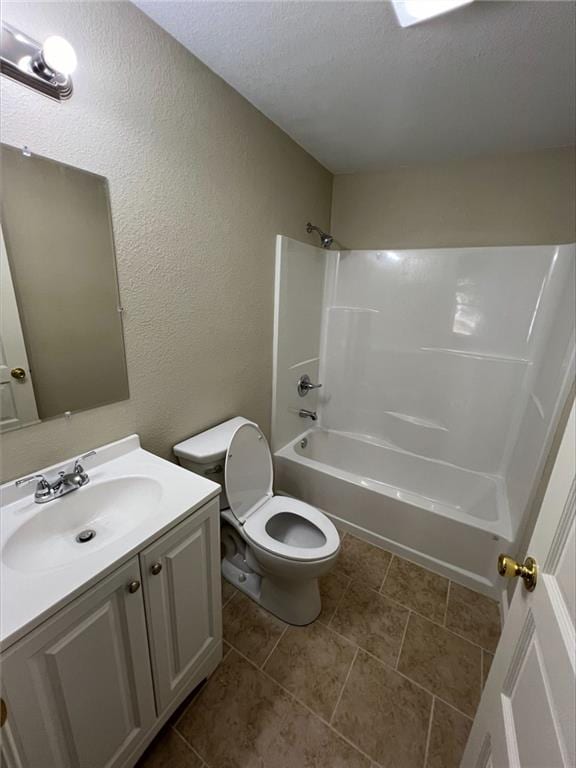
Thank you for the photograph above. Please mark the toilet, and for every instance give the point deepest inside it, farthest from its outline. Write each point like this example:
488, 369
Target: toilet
275, 548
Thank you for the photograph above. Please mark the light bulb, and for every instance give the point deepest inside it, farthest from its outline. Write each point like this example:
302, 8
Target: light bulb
58, 55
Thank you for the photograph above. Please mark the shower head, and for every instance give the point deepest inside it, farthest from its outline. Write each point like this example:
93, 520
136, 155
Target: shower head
326, 240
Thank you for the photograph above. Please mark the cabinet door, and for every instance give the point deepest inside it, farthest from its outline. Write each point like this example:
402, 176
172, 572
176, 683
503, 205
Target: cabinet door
79, 688
181, 575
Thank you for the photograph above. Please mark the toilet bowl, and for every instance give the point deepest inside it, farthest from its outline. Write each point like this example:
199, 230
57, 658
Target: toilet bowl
275, 547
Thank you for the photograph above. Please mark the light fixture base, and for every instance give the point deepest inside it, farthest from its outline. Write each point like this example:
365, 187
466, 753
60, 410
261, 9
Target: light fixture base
21, 59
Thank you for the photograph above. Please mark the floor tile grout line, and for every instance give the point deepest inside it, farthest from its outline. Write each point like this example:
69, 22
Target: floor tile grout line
339, 602
274, 646
447, 603
402, 641
190, 747
389, 666
412, 610
429, 733
418, 685
386, 572
307, 707
343, 685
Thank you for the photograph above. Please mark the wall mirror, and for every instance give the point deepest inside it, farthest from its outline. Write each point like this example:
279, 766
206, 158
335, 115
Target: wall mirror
61, 339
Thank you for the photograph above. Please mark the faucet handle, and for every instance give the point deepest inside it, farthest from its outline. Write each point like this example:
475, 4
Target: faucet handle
42, 482
78, 465
305, 385
43, 487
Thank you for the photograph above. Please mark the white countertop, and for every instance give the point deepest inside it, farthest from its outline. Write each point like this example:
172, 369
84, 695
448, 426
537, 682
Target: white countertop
28, 597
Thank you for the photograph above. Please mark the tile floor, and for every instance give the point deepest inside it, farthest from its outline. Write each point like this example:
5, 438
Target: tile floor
389, 675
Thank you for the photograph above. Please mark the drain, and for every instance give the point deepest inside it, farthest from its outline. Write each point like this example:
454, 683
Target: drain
85, 536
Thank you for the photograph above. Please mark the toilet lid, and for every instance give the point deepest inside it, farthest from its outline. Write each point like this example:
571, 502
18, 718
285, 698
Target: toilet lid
248, 471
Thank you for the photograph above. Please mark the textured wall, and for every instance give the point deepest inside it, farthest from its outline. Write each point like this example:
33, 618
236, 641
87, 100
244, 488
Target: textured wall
200, 184
520, 199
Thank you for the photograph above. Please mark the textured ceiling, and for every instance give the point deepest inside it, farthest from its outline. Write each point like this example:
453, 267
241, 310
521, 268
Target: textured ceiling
360, 93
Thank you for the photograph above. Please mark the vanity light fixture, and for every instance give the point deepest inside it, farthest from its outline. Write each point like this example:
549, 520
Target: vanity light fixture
410, 12
46, 68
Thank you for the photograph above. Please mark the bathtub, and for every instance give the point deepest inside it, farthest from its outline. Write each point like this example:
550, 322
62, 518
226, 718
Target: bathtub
450, 520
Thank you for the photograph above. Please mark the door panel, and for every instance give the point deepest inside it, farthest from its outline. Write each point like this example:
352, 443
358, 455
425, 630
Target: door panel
89, 664
527, 715
183, 601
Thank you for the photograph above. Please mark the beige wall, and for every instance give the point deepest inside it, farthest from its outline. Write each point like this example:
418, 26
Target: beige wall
200, 184
519, 199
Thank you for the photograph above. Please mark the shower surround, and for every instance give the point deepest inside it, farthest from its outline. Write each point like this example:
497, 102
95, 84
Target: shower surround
444, 372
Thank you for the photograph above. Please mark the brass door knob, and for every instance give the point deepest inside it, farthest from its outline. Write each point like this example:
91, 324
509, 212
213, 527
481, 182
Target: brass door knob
528, 571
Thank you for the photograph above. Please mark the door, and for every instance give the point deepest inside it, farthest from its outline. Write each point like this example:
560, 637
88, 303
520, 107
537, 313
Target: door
17, 402
181, 573
526, 716
78, 689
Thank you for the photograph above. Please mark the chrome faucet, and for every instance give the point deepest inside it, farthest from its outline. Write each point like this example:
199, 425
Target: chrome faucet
305, 385
66, 482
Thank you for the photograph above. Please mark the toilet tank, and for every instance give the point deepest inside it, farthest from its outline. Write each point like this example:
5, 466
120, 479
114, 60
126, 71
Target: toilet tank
205, 453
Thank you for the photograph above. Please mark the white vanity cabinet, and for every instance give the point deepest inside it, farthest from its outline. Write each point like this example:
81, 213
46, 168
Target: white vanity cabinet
91, 686
183, 602
78, 689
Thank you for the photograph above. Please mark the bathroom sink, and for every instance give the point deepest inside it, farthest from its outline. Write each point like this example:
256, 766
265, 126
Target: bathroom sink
52, 552
76, 525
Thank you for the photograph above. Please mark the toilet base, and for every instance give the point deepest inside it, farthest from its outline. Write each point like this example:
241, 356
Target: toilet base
295, 602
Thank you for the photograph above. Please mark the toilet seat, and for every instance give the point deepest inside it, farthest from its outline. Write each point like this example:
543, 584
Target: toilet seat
281, 525
257, 526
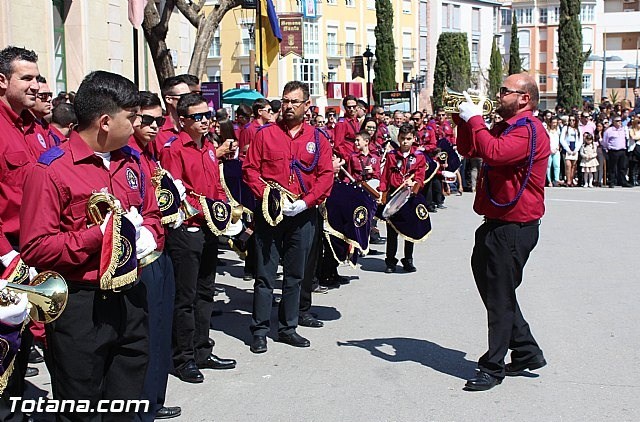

◆ ◆ ◆

> **GIVEN REQUEST**: Which lines of the records above contain the word "bowl"? Show each of those lines in full.

> **WRITTEN ANSWER**:
Thank you for the photograph above. Please mark the toilet bowl, and for every instance give the point deepest inside it, farthest from its outline. Write each point like this example:
Target: toilet bowl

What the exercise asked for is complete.